**EXCERPT:**
»»

So we get in trouble for not assigning blame? Or for assigning blame to someone who didn't have certain knowledge (basically blaming someone for ignorance, which I often do, tbh).
To me, it would be common sense not to swim with jellyfish if you didn't know what they were because certain species of them *are* dangerous. Making assumptions like that (I can swim safely because my friend said so) just seems like something that a lot of people do -- that perhaps we NDs often don't, as we are such information hounds?
I mean everybody else else's mileage might vary but... my first thought about jellyfish would be a certain percentage of them are dangerous, why swim with them at all? So the person who didn't have the knowledge and told their friend it was OK absolutely is at fault in my mind. I actually feel outrage that they did not have all the facts; I think a lot of people move through the world without any facts at all in their brains.
What about the mushroom question? Where does that even come from?! So the person giving the mushrooms to their supposed friend *thought* they were poisonous and gave them anyway? Why? And then they weren't poisonous so they get off the hook?! What the heck? Who would even think to do that? What kind of question even is that?

««

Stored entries
»»

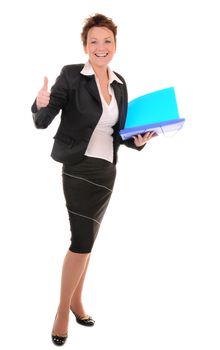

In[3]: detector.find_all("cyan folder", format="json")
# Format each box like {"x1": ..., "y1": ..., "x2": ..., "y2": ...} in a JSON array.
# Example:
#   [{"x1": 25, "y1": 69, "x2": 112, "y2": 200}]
[{"x1": 120, "y1": 87, "x2": 185, "y2": 140}]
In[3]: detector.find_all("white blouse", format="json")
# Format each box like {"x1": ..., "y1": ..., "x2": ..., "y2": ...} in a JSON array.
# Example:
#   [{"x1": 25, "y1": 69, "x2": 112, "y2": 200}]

««

**WHAT TO WORK ON:**
a - Answer each question about the post on jellyfish and mushrooms in a short phrase.
(i) Why would it be common sense not to swim with jellyfish you didn't know?
(ii) Whom does the writer hold at fault in the jellyfish case?
(iii) What did the person giving the mushrooms believe about them?
b - From the post on jellyfish and mushrooms, extract the stretch from "To me, it would" through "such information hounds?", word for word.

**SOLUTIONS TO THE TASKS:**
a -
(i) Certain species of them are dangerous.
(ii) The person who didn't have the knowledge and told their friend it was OK.
(iii) That they were poisonous.

b -
To me, it would be common sense not to swim with jellyfish if you didn't know what they were because certain species of them *are* dangerous. Making assumptions like that (I can swim safely because my friend said so) just seems like something that a lot of people do -- that perhaps we NDs often don't, as we are such information hounds?